Chemical alternatives are available at green product shop Lively Life in Wan Chai. Photo: Xiaomei Chen

10 ways Hongkongers can live greener– and save money

From reusable cups to biodegradable party ware and second-hand clothes, consumers have a growing number of choices to help reduce the environmental damage caused by our throwaway society

Overconsumption and its adverse effect on the planet is a problem easily overlooked in materialistic cities such as Hong Kong. But growing environmental awareness has produced initiatives and inventions that make it easier to live more sustainably.

Here are 10 ideas that can help consumers lead greener lives in the Year of the Rooster.

Go cupless

Who says you have to pay more to go green? Save paper and money by joining the local movement called Go Cup – a reference to letting go of the addiction to disposable cups and the plastic perils that come with them. Co-founders Edmond Leung, Wilson Tang and Miriam Choi have designed a reusable travel tumbler that comes with a reusable sleeve and stirring stick.

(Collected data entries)
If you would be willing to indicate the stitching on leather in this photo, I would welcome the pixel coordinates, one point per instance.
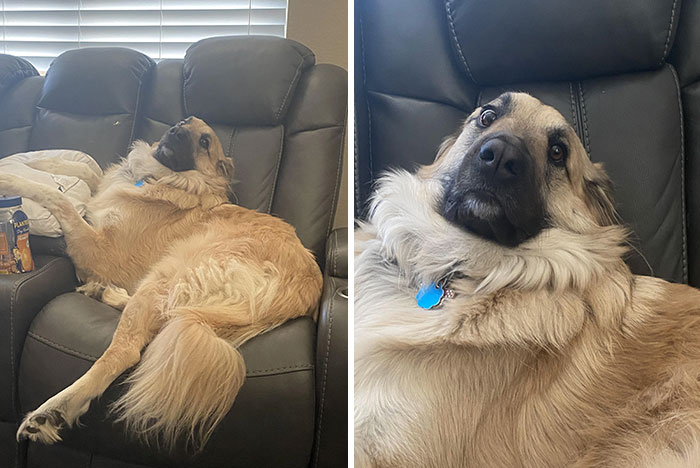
(61, 347)
(325, 378)
(277, 172)
(668, 34)
(369, 110)
(291, 84)
(306, 130)
(450, 21)
(335, 254)
(573, 107)
(336, 187)
(234, 130)
(684, 233)
(433, 101)
(287, 369)
(584, 118)
(13, 295)
(136, 112)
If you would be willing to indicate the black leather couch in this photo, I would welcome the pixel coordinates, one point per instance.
(625, 74)
(282, 118)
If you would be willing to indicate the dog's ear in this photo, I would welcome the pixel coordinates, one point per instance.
(225, 167)
(599, 196)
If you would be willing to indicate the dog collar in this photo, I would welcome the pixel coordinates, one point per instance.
(430, 296)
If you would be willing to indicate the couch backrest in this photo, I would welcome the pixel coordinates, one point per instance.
(278, 115)
(603, 65)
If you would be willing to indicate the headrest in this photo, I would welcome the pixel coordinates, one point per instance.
(518, 41)
(13, 70)
(95, 81)
(243, 80)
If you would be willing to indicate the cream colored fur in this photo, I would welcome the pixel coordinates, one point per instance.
(196, 278)
(551, 353)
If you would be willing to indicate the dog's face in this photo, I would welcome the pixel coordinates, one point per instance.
(516, 168)
(192, 145)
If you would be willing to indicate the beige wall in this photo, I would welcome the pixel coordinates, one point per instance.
(322, 25)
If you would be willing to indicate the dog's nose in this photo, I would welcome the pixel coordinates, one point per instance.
(501, 160)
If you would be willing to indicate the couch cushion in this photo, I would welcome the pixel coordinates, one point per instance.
(246, 81)
(17, 112)
(271, 423)
(13, 70)
(287, 164)
(89, 102)
(514, 41)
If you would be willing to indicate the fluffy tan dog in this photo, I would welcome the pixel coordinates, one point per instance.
(195, 275)
(544, 351)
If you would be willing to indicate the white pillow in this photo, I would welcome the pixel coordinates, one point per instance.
(41, 222)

_Instructions:_
[1] From the article on greener living in Hong Kong, write out the stretch from "From reusable cups" through "of the Rooster.".
[2] In the article on greener living in Hong Kong, who are the co-founders of Go Cup?

_Your responses:_
[1]
From reusable cups to biodegradable party ware and second-hand clothes, consumers have a growing number of choices to help reduce the environmental damage caused by our throwaway society

Overconsumption and its adverse effect on the planet is a problem easily overlooked in materialistic cities such as Hong Kong. But growing environmental awareness has produced initiatives and inventions that make it easier to live more sustainably.

Here are 10 ideas that can help consumers lead greener lives in the Year of the Rooster.

[2] Edmond Leung, Wilson Tang and Miriam Choi.